Pointing and labeling entries:

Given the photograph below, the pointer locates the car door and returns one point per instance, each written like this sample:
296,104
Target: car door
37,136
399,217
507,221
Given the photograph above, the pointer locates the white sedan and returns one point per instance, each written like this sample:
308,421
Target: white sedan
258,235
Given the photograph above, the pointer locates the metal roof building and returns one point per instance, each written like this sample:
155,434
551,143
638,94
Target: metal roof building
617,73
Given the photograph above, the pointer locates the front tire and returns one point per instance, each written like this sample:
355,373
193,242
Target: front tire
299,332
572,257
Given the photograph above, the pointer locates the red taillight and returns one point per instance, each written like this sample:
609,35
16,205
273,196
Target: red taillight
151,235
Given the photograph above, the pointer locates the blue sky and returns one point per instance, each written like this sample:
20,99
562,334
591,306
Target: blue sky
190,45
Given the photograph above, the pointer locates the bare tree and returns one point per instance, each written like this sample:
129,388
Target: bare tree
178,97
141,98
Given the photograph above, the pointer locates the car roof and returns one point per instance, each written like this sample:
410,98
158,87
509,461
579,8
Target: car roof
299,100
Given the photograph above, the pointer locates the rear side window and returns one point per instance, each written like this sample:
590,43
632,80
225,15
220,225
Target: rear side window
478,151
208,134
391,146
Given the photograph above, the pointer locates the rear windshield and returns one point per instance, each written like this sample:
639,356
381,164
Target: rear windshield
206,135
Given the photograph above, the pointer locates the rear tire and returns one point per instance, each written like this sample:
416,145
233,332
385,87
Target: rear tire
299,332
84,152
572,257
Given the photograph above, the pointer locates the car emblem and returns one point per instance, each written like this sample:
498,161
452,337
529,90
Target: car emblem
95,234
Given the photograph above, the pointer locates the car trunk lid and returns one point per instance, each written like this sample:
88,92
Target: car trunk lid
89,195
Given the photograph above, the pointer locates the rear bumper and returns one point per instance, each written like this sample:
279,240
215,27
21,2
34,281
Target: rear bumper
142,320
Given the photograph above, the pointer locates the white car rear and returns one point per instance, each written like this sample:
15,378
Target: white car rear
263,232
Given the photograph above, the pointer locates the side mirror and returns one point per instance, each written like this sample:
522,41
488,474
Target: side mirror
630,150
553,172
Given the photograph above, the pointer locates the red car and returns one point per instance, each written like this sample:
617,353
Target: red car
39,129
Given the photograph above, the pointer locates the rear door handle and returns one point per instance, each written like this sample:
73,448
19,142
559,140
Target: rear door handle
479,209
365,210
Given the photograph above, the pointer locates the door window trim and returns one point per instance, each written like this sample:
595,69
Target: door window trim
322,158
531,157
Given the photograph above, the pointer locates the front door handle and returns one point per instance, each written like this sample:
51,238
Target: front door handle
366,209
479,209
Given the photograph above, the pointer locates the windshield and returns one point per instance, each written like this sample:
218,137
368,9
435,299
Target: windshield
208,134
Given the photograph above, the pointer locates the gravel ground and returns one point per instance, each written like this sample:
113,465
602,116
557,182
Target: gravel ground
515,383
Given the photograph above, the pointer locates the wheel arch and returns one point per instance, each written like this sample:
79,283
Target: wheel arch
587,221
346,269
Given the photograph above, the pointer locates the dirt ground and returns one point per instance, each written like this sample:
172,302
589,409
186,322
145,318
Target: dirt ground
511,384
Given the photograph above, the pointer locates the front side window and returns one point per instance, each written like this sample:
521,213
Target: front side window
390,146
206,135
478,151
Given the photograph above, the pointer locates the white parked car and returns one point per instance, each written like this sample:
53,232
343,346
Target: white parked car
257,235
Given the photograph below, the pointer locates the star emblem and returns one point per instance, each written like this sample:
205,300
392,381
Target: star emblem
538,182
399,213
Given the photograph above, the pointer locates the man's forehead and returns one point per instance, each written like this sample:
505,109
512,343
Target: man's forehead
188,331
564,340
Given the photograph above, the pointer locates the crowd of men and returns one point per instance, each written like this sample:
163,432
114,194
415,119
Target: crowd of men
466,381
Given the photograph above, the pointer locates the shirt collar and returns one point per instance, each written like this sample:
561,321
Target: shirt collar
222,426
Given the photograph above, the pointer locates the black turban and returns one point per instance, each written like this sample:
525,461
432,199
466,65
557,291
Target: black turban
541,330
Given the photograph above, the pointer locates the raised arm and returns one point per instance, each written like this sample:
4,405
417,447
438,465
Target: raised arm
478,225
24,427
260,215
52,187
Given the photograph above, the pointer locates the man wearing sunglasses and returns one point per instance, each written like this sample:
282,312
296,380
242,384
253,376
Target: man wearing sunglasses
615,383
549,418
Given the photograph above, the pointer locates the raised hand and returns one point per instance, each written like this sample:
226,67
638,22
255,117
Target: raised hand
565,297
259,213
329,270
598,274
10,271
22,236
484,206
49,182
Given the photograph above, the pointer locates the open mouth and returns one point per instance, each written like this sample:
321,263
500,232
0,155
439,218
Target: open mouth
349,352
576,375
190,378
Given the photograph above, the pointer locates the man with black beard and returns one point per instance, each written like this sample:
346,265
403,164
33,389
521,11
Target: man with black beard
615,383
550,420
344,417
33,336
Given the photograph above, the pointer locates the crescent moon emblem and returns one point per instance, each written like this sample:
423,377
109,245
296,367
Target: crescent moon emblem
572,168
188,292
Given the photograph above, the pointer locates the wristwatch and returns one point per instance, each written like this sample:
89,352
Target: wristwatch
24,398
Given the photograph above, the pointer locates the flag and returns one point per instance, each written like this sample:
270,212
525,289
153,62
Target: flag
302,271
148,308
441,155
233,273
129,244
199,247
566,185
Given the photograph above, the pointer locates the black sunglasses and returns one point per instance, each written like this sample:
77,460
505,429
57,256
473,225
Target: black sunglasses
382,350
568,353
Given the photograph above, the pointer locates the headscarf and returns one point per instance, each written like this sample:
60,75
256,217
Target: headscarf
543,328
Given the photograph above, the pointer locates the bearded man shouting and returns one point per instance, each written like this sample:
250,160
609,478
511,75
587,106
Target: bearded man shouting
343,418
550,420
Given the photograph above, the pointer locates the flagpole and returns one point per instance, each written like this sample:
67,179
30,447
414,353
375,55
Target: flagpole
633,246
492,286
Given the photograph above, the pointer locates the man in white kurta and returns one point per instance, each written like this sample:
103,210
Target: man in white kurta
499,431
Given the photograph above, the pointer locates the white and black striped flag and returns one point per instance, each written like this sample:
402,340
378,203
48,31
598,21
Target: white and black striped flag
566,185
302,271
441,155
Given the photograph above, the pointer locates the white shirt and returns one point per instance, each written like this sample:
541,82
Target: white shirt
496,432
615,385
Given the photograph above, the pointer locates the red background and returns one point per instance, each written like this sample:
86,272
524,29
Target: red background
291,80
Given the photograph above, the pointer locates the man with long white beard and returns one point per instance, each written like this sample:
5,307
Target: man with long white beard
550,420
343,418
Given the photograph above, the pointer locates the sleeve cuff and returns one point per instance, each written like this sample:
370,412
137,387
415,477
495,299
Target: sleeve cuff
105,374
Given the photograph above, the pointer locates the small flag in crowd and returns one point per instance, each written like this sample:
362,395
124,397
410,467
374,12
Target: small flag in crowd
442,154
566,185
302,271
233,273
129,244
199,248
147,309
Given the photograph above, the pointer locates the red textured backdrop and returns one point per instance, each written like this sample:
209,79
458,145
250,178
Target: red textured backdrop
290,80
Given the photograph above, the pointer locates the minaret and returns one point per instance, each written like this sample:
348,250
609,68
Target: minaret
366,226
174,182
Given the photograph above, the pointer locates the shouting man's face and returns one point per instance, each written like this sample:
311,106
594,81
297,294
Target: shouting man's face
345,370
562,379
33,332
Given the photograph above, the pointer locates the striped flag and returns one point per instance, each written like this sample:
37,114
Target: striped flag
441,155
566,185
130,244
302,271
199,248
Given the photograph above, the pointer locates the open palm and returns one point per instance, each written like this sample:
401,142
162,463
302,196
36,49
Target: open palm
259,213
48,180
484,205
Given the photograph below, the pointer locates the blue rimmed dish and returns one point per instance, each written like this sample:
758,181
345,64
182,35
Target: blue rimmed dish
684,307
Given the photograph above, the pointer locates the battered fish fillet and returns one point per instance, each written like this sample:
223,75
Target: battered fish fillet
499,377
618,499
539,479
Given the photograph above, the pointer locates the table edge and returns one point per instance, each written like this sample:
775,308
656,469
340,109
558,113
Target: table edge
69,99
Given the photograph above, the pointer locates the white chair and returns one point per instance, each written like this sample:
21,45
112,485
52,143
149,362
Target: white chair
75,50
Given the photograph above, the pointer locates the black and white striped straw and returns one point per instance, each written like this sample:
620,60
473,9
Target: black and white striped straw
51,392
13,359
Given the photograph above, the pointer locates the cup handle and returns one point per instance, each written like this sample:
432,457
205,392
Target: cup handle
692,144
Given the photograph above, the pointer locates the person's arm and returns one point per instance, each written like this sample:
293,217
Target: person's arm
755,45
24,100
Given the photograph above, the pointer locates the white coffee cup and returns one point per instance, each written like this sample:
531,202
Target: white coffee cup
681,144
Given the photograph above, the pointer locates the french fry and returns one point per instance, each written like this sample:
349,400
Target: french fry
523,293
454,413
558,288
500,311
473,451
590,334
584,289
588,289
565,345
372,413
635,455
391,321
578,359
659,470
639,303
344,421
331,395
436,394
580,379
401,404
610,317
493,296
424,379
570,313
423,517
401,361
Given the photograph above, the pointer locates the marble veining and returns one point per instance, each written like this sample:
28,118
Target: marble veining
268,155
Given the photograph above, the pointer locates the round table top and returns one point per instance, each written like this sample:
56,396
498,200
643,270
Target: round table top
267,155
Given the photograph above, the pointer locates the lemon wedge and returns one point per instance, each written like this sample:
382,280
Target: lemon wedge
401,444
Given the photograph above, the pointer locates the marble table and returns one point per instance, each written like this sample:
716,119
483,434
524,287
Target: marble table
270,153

• WRITTEN TASK:
Reproduce exactly the line containing "Given the photograph above, the pointer locates the person's" and every line after it through the end of the records above, and nothing else.

• REPLY TO THE EXERCISE:
Given the photograph above, the pointer locates the person's arm and returns one point per instance, each written like this sample:
293,217
Target: person's arm
755,45
24,100
Given the photograph above, the pointer locates the white coffee cup and returns one point per instance, each written like this sample:
531,202
Target: white coffee cup
681,144
Given the photograph above, the pointer locates the french fry and returns one point per instance, each written like this sample:
349,400
Target: french fry
523,293
454,413
558,288
500,311
473,451
590,334
584,289
588,289
565,345
372,413
635,455
391,321
578,359
659,470
639,303
344,421
331,395
436,394
580,379
401,404
610,317
493,296
424,379
570,313
423,517
401,361
Given the photograph above, the pointer locates the marble veining and returns one point per instance, each written like this sample:
28,118
Target: marble veining
268,155
Given the photograph above, the pointer locates the round table top and returns one point per instance, each written like this sample:
56,396
498,200
643,270
Target: round table top
267,155
Given the photograph above, the pointer locates the lemon wedge and returns one point per instance, each written like this sample:
382,280
Target: lemon wedge
401,444
Given the photograph above, the pointer locates the marble table and returns one point per instance, each written like this sample:
716,119
483,434
524,287
Target: marble table
270,153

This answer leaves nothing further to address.